TASK REQUIREMENTS:
The answer must be an exact copy of the listing below.

EXTRACTED INFORMATION:
BEGIN

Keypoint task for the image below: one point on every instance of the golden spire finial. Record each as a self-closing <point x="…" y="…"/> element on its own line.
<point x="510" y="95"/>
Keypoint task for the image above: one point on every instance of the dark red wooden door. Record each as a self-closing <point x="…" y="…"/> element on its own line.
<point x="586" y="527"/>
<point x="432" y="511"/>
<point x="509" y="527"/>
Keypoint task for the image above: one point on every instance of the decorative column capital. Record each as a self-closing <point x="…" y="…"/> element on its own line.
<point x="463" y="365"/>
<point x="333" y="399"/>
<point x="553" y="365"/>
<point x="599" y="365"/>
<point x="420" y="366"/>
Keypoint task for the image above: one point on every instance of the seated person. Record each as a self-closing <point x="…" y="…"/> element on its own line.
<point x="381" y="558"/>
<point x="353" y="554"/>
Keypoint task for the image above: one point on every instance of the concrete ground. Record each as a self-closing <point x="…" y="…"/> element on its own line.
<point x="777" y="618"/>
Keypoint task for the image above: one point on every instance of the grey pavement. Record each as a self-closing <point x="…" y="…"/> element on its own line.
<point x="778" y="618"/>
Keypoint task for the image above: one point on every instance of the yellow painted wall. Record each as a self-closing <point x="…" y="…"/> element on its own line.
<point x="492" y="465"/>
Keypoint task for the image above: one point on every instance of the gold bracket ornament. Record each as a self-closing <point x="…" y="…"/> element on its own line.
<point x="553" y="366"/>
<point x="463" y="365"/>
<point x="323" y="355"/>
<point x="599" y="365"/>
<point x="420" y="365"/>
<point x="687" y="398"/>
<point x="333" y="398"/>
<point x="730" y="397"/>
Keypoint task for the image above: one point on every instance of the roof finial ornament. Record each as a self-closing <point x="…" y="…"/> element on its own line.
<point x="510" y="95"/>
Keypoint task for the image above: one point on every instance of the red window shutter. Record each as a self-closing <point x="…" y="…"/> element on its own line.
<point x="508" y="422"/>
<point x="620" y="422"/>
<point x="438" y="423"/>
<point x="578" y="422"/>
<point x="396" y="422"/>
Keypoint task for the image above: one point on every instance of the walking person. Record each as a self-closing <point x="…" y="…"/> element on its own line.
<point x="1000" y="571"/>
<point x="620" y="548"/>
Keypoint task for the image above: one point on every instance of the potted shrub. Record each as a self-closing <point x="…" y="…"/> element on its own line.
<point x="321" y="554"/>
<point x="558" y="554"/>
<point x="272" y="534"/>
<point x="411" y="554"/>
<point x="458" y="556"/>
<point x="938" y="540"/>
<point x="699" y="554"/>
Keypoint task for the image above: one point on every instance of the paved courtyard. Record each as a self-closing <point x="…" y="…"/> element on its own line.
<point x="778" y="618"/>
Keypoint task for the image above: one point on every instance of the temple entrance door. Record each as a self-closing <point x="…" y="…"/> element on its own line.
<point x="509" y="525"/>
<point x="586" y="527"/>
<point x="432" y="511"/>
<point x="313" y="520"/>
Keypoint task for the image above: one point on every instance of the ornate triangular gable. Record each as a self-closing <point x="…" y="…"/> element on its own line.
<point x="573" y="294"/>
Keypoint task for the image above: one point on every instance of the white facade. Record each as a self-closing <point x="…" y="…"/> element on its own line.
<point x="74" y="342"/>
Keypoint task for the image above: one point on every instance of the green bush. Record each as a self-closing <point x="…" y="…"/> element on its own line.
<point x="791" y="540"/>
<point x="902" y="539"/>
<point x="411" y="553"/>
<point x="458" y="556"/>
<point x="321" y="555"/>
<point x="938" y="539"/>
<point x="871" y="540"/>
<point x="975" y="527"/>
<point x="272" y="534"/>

END

ANSWER SPACE:
Keypoint task for the image below: one point on every instance of the golden spire finial. Record each as a self-closing <point x="…" y="…"/> element on its own line.
<point x="510" y="95"/>
Keypoint task for the image above: one point on every instance of the dark red wooden door. Record each as a self-closing <point x="…" y="…"/> element on its own line.
<point x="586" y="527"/>
<point x="432" y="511"/>
<point x="509" y="527"/>
Keypoint task for the image above: one point on every instance of the decorative column capital. Record each as a self-closing <point x="…" y="…"/> element on its own line.
<point x="463" y="365"/>
<point x="333" y="399"/>
<point x="553" y="365"/>
<point x="599" y="365"/>
<point x="420" y="366"/>
Keypoint task for the image above: one point on every instance of the seated person. Record each as a self-closing <point x="…" y="…"/> element on its own line.
<point x="381" y="558"/>
<point x="353" y="554"/>
Keypoint task for the image above: one point on every instance of the concrete ground. Record each as a self-closing <point x="…" y="…"/> element on its own line.
<point x="777" y="618"/>
Keypoint task for the image above: one point on every instance of the grey pavement. Record each as a self-closing <point x="…" y="…"/> element on its own line.
<point x="778" y="618"/>
Keypoint task for the image above: one point on every instance of the yellow painted wall. Record each as a self-closing <point x="…" y="…"/> element on its own line.
<point x="492" y="465"/>
Keypoint task for the image above: one point on every instance of the gold bracket ornament. Record each as a self-closing <point x="…" y="…"/> element on its own line.
<point x="553" y="366"/>
<point x="463" y="365"/>
<point x="323" y="355"/>
<point x="599" y="365"/>
<point x="420" y="365"/>
<point x="687" y="398"/>
<point x="333" y="398"/>
<point x="730" y="397"/>
Keypoint task for the image above: one point on every instance of the roof finial ornament. Record each as a self-closing <point x="…" y="…"/> element on its own line.
<point x="510" y="95"/>
Keypoint task for the image above: one point on every instance of the red window shutter. Record each as a self-closing <point x="…" y="…"/> element on its own line.
<point x="508" y="422"/>
<point x="620" y="422"/>
<point x="438" y="423"/>
<point x="578" y="422"/>
<point x="396" y="422"/>
Keypoint task for the image above: one point on every instance of the walking person. Record each as a self-closing <point x="…" y="…"/> element on its own line.
<point x="1000" y="571"/>
<point x="620" y="548"/>
Keypoint task for the image above: one point on every instance of the potted shrub. Record each as a self-closing <point x="…" y="…"/> element on its own line.
<point x="321" y="554"/>
<point x="558" y="554"/>
<point x="272" y="534"/>
<point x="411" y="554"/>
<point x="458" y="556"/>
<point x="938" y="540"/>
<point x="699" y="554"/>
Keypoint task for the image above: one point on every instance of the paved courtyard. Record each as a self-closing <point x="…" y="…"/> element on its own line.
<point x="778" y="618"/>
Keypoint task for the image above: one point on every instance of the temple entrance door. Record each as a self-closing <point x="…" y="…"/> element on its own line.
<point x="509" y="525"/>
<point x="586" y="527"/>
<point x="432" y="511"/>
<point x="313" y="520"/>
Keypoint task for the image above: one point on every instance of the ornate triangular gable. Record each as a self-closing <point x="…" y="…"/> element on its own line.
<point x="573" y="294"/>
Keypoint task for the image above: one point on every instance of the white facade. Record each as a self-closing <point x="…" y="…"/> element on its own line.
<point x="74" y="342"/>
Keypoint task for the image above: one point on every instance of the green bush. Record each as a self-closing <point x="…" y="…"/> element on its own line.
<point x="791" y="540"/>
<point x="902" y="539"/>
<point x="411" y="553"/>
<point x="458" y="556"/>
<point x="321" y="555"/>
<point x="938" y="539"/>
<point x="871" y="540"/>
<point x="975" y="527"/>
<point x="272" y="534"/>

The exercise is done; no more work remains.